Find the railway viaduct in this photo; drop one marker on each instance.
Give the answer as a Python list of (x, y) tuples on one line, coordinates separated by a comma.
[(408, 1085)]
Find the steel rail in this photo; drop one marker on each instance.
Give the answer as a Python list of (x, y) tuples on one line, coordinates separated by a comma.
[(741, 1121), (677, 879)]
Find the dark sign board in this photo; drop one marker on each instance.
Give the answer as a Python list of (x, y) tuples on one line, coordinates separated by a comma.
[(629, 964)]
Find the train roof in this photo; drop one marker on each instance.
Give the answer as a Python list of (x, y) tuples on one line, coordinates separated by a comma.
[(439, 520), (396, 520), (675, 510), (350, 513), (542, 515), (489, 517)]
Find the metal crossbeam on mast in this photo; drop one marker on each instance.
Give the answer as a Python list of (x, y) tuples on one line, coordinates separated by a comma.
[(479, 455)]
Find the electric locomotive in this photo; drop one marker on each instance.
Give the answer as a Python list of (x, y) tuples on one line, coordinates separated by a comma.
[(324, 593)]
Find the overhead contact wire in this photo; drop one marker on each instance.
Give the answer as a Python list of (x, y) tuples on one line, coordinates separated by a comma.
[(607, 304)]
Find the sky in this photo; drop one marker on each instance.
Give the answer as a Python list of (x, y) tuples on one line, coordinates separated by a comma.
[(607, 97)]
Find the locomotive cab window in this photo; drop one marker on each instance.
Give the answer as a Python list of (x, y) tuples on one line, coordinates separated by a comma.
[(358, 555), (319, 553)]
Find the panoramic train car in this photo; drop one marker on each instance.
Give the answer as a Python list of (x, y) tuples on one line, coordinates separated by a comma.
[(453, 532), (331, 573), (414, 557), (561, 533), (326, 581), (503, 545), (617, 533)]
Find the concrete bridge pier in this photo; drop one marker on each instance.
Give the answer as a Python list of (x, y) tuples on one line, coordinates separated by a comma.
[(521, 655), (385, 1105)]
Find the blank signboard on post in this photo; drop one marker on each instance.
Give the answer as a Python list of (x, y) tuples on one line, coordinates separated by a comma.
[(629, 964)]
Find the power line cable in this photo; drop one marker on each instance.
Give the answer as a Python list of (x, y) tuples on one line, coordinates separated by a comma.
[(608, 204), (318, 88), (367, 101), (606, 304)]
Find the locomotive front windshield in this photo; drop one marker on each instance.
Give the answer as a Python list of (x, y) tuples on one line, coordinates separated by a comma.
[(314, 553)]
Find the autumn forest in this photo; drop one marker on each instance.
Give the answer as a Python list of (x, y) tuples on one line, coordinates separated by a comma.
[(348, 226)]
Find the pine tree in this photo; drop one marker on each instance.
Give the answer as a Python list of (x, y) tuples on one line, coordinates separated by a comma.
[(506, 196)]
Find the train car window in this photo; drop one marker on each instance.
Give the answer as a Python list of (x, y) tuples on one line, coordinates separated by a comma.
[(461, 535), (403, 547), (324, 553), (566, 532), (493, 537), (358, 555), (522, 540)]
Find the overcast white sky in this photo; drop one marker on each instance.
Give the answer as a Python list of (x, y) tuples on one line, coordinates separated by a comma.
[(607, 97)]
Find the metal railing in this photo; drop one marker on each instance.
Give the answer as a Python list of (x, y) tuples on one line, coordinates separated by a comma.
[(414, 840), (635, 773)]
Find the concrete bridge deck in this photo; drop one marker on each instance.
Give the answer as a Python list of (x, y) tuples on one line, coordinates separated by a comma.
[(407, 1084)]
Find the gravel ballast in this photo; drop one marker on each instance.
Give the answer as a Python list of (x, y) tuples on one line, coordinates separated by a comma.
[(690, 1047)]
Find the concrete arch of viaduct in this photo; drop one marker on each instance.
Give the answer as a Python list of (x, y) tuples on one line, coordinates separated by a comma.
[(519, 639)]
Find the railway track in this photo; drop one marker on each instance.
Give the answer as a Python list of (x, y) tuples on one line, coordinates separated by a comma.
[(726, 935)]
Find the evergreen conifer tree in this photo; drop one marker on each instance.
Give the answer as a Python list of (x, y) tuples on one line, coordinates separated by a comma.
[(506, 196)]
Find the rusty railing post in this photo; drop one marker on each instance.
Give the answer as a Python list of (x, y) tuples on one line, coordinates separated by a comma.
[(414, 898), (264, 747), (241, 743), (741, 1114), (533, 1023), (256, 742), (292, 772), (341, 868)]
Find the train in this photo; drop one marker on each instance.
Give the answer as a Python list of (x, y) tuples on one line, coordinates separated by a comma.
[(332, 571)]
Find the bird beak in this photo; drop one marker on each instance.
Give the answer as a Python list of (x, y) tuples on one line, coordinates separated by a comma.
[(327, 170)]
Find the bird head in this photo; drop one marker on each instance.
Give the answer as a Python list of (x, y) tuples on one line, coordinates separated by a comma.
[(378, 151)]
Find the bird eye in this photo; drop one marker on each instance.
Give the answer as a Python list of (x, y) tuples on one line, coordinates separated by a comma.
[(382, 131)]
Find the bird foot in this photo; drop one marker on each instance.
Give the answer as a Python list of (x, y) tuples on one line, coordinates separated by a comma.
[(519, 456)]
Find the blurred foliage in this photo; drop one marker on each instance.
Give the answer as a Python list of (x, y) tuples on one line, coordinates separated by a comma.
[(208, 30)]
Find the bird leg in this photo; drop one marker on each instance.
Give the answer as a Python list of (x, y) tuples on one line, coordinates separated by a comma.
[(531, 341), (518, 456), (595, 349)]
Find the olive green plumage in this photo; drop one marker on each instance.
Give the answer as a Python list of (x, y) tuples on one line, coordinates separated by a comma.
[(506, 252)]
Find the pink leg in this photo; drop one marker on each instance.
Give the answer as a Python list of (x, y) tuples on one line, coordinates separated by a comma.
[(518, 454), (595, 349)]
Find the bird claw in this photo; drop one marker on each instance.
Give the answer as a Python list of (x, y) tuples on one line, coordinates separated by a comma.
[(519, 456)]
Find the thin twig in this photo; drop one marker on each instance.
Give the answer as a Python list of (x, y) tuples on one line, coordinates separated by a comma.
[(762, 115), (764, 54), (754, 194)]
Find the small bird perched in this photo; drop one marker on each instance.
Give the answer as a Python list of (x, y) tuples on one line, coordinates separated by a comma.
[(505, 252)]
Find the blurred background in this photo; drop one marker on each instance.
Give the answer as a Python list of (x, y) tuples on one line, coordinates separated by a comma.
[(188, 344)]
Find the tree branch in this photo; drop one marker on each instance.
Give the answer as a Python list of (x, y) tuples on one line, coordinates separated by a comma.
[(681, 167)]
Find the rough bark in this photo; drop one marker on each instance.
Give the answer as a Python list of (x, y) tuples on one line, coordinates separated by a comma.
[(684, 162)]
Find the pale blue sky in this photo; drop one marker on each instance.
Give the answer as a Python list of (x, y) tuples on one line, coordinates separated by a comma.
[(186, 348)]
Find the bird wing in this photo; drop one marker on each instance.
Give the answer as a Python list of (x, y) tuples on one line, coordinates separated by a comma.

§ AIM OF THE TASK: Rewrite every line of the items above as a numbered list, and leave out any blank lines.

§ OUTPUT BELOW:
1. Find the railway viaduct in this photo; drop one marker on each instance.
2. Give the answer as a Python list of (x, y) tuples on one line, coordinates separated by a comma.
3. [(408, 1085)]
4. Find the steel rail in this photo; drop one marker on each instance.
5. Give the answer as a Python list of (x, y) tuples on one line, coordinates separated by a comma.
6. [(741, 1121), (677, 879)]
7. Find the dark sign board in this photo; drop one marker on each instance.
8. Give the answer as a Python list of (x, y) tuples on one line, coordinates separated by a comma.
9. [(629, 964)]
10. Find the train roof in this photo; drop one marker on each instance.
11. Give the answer as a Python list of (x, y) tuples on one line, coordinates separated by a comma.
12. [(439, 520), (396, 520), (675, 510), (350, 513), (542, 515), (489, 517)]
13. Find the metal crossbeam on mast in this photo; drop one marker on each instance.
14. Give the answer as a Python list of (x, y) tuples on one line, coordinates separated by a comma.
15. [(479, 455)]
16. Find the electric locomotive in this photo; drop one marker on each instance.
17. Give the answer as a Python list of (x, y) tuples on one line, coordinates separated by a comma.
18. [(324, 593)]
19. Find the overhead contact wire in this photo; drop one marker on each instance.
20. Give the answer as a Python list of (x, y) tuples on one line, coordinates separated by a comma.
21. [(607, 304)]
22. Find the sky in this photo; drop one marker on each instance.
23. Give the answer as a Python list of (x, y) tuples on one line, coordinates separated by a comma.
24. [(607, 97)]
25. Find the locomotive cab window in this photo; drop one marker on each instance.
26. Give the answer as a Python list of (x, y) tuples on one line, coordinates separated by a comma.
27. [(358, 555), (319, 553)]
28. Find the panoramic train car in this photo; drop one marker on each instance.
29. Give the answer as a Python list of (x, y) tuples on one line, coordinates separated by a comma.
30. [(453, 532), (331, 573), (414, 557), (561, 533), (326, 581), (503, 545), (617, 533)]
31. Find the concrete bridge pier in this photo; drop one marker on each instance.
32. Give the answer as a Python list of (x, y) tuples on one line, coordinates separated by a comma.
33. [(521, 655), (385, 1105)]
34. Find the blank signboard on post in this photo; drop one marker on each instance.
35. Give the answer as a Python list of (x, y) tuples on one line, coordinates separated by a comma.
36. [(629, 964)]
37. Find the power line cable in this photo; drop one marker on each instance.
38. Give the answer as a Python list of (x, y) tuples on one line, coordinates separated by a comma.
39. [(608, 204), (318, 88), (367, 101), (606, 304)]
40. Find the locomotive front windshield in this photo; drop one marker on each instance.
41. Give the answer as a Python list of (x, y) tuples on one line, coordinates separated by a comma.
42. [(314, 553)]
43. Find the autumn forest in this photo; drop one marker on each instance.
44. Give the answer as a Python list of (x, y) tuples on one line, coordinates separated by a comma.
45. [(348, 226)]
46. Find the pine tree in this photo; drop one marker on each instance.
47. Give the answer as a Python list of (x, y) tuples on one line, coordinates separated by a comma.
48. [(506, 196)]
49. Find the train car window in this photo; drop one marker on each instance.
50. Give the answer as a Python list of (x, y) tuples on one line, coordinates separated by a comma.
51. [(461, 535), (403, 547), (324, 553), (566, 532), (493, 537), (358, 555), (522, 540)]
52. Find the overcast white sky in this photo; drop one marker on each instance.
53. Give the answer as a Python list of (x, y) tuples on one line, coordinates separated by a comma.
54. [(607, 97)]
55. Find the metal railing in this photo; drop one marker on each instance.
56. Give the answer as a Python list of (x, y) tuples on one line, coordinates separated by a comma.
57. [(414, 840), (635, 773)]
58. Find the concrete bridge deck in this photo; drop one marker on each instance.
59. Give the answer as a Python list of (x, y) tuples on one line, coordinates separated by a comma.
60. [(407, 1084)]
61. Find the gravel ballast in this photo; drop one marker on each instance.
62. Give the answer as a Python list of (x, y) tuples on one line, coordinates separated by a comma.
63. [(690, 1047)]
64. Find the concrete arch of viaduct in this photo; drop one marker on each instance.
65. Give the answer as a Python list of (x, y) tuples on one line, coordinates separated by a comma.
66. [(519, 639)]
67. Find the railway track in this photo; drop one marker on each instance.
68. Give the answer as a Python list of (x, y) tuples on one line, coordinates separated by a comma.
69. [(726, 935)]
70. Find the evergreen conifer tree in this photo; drop one marker on each instance.
71. Give the answer as a Python list of (x, y) tuples on one line, coordinates separated by a comma.
72. [(506, 196)]
73. Find the rusty railing post in this photo; drop one marker on each instance.
74. Give the answer as a Python list of (x, y) tuples on one line, coordinates separated by a comma.
75. [(414, 898), (264, 747), (241, 743), (741, 1114), (533, 1023), (256, 742), (292, 772), (341, 868)]
76. Find the train in this photo; drop one marker on each instance.
77. Give the answer as a Python list of (x, y) tuples on one line, coordinates separated by a comma.
78. [(332, 571)]
79. Find the bird beak in this photo; drop one marker on each instance.
80. Give the answer as a Python list of (x, y) tuples on one line, coordinates separated by a comma.
81. [(327, 170)]
82. Find the bird head in this photo; drop one marker on each instance.
83. Give the answer as a Python list of (x, y) tuples on one line, coordinates separated by a comma.
84. [(378, 151)]
85. Find the bird eye in this photo; drop one marker on each instance.
86. Give the answer as a Python list of (x, y) tuples on one line, coordinates separated by a comma.
87. [(382, 131)]
88. Find the bird foot in this photo; drop one marker on each instance.
89. Give the answer as a Python list of (x, y) tuples on one line, coordinates separated by a comma.
90. [(519, 456)]
91. Find the blurred foliage in this photo; drop one marker on each instance.
92. Give the answer as a Python list of (x, y) tuples on one line, coordinates separated by a comma.
93. [(208, 30)]
94. Find the bird leg in this photo; drop one marker on each instance.
95. Give the answer as a Python list of (x, y) tuples on one line, coordinates separated by a comma.
96. [(531, 341), (518, 456), (595, 349)]
97. Find the olive green plumage in this photo; drop one marker on each instance.
98. Give the answer as a Python list of (x, y) tuples on one line, coordinates separated by a comma.
99. [(506, 252)]
100. Find the pink leg in this photo; drop one marker on each instance.
101. Give the answer as a Python list of (x, y) tuples on one line, coordinates separated by a comma.
102. [(518, 454), (595, 349)]
103. Find the bird claw in this photo; drop one marker on each instance.
104. Give the answer as a Python list of (x, y) tuples on one line, coordinates separated by a comma.
105. [(519, 456)]
106. Find the thin twig in this photo; drop one marker on each instance.
107. Give the answer as a Python list of (x, y) tuples on one line, coordinates separated by a comma.
108. [(762, 115), (764, 54), (754, 194)]
109. Find the small bird perched in this photo; drop one marker on each instance.
110. Give the answer as a Python list of (x, y) tuples on one line, coordinates separated by a comma.
111. [(505, 252)]
112. Find the blurred background in this photo; drop one marker on each instance.
113. Give the answer as a Python list of (x, y) tuples on one line, coordinates separated by a comma.
114. [(188, 344)]
115. Find the tree branch in this photo; drop one marker on each instance.
116. Give the answer as a Python list of (x, y) tuples on one line, coordinates separated by a comma.
117. [(681, 167)]
118. Find the rough bark in this photo; drop one marker on each instance.
119. Give the answer as a Python list of (x, y) tuples on one line, coordinates separated by a comma.
120. [(684, 162)]
121. Find the pale blue sky in this photo; drop one marker on each instance.
122. Give the answer as a Python list of (x, y) tuples on one line, coordinates separated by a comma.
123. [(186, 348)]
124. Find the bird wing in this photo; drop one marker on each instance.
125. Give the answer as a Python list of (x, y) tuples on one line, coordinates separated by a comma.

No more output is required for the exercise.